* _Task instructions_:
A. Translate this sentence from the essay on life during the pandemic into Spanish: "I don't think this time in our lives will easily melt into memory."
B. Answer these questions using the essay on life during the pandemic:
(i) Who does the writer FaceTime with at the end of each day?
(ii) Whose midday press conferences does the writer watch?
(iii) What does one daughter give her dog Rufus when they return from a walk?
C. According to the essay on life during the pandemic, which times does the writer limit news consumption to? Give every one.
═══ Reading passage ═══
For the last few weeks I end my day Face-timing with my daughter, Carrie. We’re both in bed, in a Groundhog Day type situation, propped up on a pillow, each repeat wearing one of three ancient comfy night shirts.
“What are you doing tomorrow?” I ask.
“Please hold,” she responds, pretending to pull up her calendar on her computer.
In the good old days she’d run down a list of calls and video conferences, lunches, pitch meetings and dinners with friends. I’d silently admire her success and boundless energy for having created such a balanced, colorful work life.
Now she answers the same way each night as she peers over her make believe schedule, “Mmmm, tomorrow is Tuesday? No events.” Then we both, a bit manically, start to laugh.
For the last few weeks I’ve seen time transform. Hours s-t-r-e-t-c-h out, (Is it only 1:30?) and weeks evaporate. Days and dates have no meaning. Neither do pants with zippers, shoes with leather soles and make up remover. Neither do my carefully curated list upon list of chores and movies and TV series and books. I look at what I wrote on March 11th, how I figured I’d fill the time productively. Detailed plans to daily meditate and alternately ride the stationery bike and lift weights. A chance to compile research for summer travel plans. I look at that sane handwriting. So naïve in its belief I could bake and clean and binge watch my way through, with boredom being my biggest obstacle.
All it takes is a once-in-a-lifetime ravaging pandemic to reveal why denial is number one on the top defense mechanisms I employ. My abiding concerns about our melting planet and rampant shootings are now replaced by a continuous stream of fear that trickles through my brain, exhausting me far more than any “normal” day ever did.
I try to protect myself from what someone called “headline stress disorder” by limiting my news consumption to first thing in the morning, Governor Cuomo’s midday press conferences and the first 15 minutes of the evening news. A glimpse of that creepy red spore depicting the virus in PSAs swallows whole any semblance of my peace of mind. These weeks have taught me watching hours of Schitt’s Creek is way more soul enhancing than being hyper informed.
Once easily fixed situations ratchet up my anxiety. Distracted, I took a shower wearing my hearing aides and prayed for the next hour they weren’t destroyed. I sat on my glasses and now wear them jammed lopsided into my nose. I broke a nail and feverishly spent 10 minutes rummaging through the junk drawer for Crazy Glue I knew I didn’t have.
I think how we choose to best get through this nightmare is imprinted in our DNA. You can’t make anyone adhere to your template of tolerance. I heard someone say, “You do you. And let others do them.” That’s difficult for the nurturing control freaks among us. One friend strips naked in her garage and puts her clothes and shoes in the washing machine after a trip to the supermarket. One daughter spends an hour sanitizing every item that comes from Instacart. The other gives her sweet dog Rufus what she calls a “Silkwood wipe down” when they return from a walk. Another friend’s son parked his car in his father’s driveway, preventing him from continuing to go to work. Uniquely we try to regain a measure of control over the persistent unknown.
I don’t think this time in our lives will easily melt into memory. The ongoing unnerving Russian roulette aspect of it all has forever changed us, no matter how close to home the darkness comes. There’s a Chinese proverb that says, “That the birds of worry and care fly over your head, this you cannot change, but that they build nests in your hair, this you can prevent.” That’s my goal each day…to stay present and not ruminate about catastrophes that haven’t happened yet. Especially in these times where it feels like the other shoe is about to drop, knowledge has to win the tug of war over imagination. Every anxious thought is not a fact. Indefinite and excruciatingly uncertain as this time feels, it will end. And when it does, I believe we will all be proud of our emotional survival skills.
═══ Input data ═══
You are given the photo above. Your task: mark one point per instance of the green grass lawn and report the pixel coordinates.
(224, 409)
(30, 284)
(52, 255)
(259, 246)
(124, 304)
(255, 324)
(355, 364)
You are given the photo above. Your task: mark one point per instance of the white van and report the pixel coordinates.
═══
* _Responses by task_:
A. No creo que esta época de nuestras vidas se desvanezca fácilmente en el recuerdo.

B.
(i) The writer's daughter, Carrie.
(ii) Governor Cuomo's.
(iii) What she calls a "Silkwood wipe down."

C.
- First thing in the morning
- Governor Cuomo's midday press conferences
- The first 15 minutes of the evening news